◆ What is being asked
If a line in the entries contains the string "surface", include that line in your answer.
Supplied records Start Marker
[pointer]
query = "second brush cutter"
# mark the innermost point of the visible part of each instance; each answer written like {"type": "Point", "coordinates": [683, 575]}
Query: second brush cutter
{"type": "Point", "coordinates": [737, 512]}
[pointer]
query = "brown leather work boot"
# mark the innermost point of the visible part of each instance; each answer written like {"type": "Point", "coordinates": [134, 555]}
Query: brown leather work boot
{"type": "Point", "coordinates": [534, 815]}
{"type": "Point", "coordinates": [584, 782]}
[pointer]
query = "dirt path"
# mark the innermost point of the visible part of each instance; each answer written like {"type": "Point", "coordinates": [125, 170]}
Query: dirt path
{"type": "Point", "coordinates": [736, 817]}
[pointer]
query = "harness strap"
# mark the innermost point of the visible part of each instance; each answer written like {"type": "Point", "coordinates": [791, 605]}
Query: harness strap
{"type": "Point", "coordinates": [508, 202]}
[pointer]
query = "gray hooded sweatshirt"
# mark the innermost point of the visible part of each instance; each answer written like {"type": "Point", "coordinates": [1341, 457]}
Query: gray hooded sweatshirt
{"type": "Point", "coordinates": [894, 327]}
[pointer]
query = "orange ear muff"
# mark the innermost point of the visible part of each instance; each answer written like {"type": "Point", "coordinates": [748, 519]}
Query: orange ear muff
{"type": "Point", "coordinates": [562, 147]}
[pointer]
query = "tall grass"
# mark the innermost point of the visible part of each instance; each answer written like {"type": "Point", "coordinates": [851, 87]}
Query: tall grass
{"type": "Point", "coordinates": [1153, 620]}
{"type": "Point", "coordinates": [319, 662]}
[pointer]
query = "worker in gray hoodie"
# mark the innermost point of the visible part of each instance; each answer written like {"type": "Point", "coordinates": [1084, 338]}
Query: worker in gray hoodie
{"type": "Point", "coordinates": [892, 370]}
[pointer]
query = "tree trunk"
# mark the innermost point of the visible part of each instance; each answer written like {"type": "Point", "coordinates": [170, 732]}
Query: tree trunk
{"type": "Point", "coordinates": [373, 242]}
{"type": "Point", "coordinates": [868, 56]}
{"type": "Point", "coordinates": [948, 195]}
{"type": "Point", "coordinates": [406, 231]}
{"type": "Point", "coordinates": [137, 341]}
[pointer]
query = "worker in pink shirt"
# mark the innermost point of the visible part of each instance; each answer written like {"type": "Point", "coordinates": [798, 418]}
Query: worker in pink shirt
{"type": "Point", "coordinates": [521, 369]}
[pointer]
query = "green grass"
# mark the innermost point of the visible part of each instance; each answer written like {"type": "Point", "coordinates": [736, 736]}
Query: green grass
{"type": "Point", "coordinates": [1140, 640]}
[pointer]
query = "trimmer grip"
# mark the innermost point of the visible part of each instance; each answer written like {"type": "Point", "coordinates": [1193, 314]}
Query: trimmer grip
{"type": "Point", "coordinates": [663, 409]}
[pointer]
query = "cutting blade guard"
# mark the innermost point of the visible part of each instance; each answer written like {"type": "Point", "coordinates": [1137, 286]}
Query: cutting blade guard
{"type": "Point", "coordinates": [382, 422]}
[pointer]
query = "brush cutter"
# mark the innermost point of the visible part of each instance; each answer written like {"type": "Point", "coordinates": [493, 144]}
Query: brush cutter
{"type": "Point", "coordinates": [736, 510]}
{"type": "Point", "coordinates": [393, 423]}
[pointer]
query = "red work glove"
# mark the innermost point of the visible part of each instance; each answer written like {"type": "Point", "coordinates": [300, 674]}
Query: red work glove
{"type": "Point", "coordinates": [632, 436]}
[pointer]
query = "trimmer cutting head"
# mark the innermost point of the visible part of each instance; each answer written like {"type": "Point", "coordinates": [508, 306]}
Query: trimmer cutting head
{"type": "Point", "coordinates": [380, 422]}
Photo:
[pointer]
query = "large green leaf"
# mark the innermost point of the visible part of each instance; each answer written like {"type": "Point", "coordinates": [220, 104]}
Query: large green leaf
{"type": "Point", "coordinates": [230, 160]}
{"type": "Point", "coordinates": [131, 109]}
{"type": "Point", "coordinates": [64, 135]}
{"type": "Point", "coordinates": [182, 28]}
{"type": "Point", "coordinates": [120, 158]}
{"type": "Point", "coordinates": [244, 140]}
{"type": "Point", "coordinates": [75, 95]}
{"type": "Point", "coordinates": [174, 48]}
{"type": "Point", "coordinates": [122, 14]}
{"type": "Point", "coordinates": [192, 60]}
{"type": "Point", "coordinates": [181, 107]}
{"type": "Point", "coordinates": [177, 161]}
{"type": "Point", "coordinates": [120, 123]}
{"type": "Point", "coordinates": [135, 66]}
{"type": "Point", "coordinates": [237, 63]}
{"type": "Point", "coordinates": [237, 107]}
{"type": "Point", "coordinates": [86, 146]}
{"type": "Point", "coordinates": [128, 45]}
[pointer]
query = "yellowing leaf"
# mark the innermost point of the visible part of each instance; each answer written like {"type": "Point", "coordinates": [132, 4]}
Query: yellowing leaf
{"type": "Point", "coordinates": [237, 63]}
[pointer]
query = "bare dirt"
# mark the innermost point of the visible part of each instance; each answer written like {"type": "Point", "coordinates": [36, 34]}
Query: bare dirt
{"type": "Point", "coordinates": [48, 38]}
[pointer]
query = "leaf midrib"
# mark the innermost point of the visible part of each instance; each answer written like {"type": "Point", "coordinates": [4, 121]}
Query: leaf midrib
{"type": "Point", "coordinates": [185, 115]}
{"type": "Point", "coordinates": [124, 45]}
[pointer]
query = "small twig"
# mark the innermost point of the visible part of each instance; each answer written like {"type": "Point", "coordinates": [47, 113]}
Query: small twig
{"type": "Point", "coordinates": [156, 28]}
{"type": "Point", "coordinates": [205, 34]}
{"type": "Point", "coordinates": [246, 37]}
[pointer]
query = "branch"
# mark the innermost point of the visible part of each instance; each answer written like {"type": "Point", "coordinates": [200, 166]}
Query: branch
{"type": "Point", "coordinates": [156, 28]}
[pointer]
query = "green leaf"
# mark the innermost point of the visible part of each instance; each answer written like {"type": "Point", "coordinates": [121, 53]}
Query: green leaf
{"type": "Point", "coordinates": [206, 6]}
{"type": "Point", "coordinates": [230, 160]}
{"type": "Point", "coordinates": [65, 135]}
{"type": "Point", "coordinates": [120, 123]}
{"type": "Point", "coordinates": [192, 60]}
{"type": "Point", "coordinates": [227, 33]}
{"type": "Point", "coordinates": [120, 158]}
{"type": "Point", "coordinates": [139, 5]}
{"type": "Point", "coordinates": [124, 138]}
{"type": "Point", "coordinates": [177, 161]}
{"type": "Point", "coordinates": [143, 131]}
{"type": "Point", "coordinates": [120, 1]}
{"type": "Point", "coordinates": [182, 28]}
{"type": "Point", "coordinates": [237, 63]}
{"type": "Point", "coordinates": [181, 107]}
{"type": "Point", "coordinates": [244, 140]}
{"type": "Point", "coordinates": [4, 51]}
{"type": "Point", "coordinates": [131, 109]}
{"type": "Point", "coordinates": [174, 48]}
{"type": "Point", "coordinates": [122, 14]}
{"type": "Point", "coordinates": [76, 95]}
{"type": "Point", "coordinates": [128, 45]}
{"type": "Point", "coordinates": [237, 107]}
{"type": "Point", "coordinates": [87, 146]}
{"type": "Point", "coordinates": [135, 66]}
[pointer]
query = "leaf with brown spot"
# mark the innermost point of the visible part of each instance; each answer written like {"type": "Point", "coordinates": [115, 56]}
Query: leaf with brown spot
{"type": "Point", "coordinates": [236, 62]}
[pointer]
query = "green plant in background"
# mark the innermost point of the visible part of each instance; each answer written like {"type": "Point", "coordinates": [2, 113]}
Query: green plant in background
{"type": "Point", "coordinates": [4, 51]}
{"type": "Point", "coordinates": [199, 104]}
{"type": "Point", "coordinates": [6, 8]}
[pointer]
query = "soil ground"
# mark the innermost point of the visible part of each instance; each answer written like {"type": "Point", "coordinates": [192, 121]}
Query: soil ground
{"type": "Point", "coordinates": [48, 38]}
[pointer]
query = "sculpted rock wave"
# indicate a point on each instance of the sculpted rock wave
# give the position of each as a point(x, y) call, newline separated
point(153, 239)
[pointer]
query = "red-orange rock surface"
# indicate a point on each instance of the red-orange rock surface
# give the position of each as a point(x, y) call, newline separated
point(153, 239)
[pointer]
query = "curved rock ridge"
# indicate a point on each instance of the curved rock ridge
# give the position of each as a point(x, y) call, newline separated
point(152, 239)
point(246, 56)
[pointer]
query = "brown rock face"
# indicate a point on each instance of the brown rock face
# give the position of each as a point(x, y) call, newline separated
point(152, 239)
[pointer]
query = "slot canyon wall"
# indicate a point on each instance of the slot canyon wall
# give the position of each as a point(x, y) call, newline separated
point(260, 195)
Supplied records End Marker
◆ Written solution
query = "red-orange rock surface"
# indicate a point on each instance of the red-orange rock surface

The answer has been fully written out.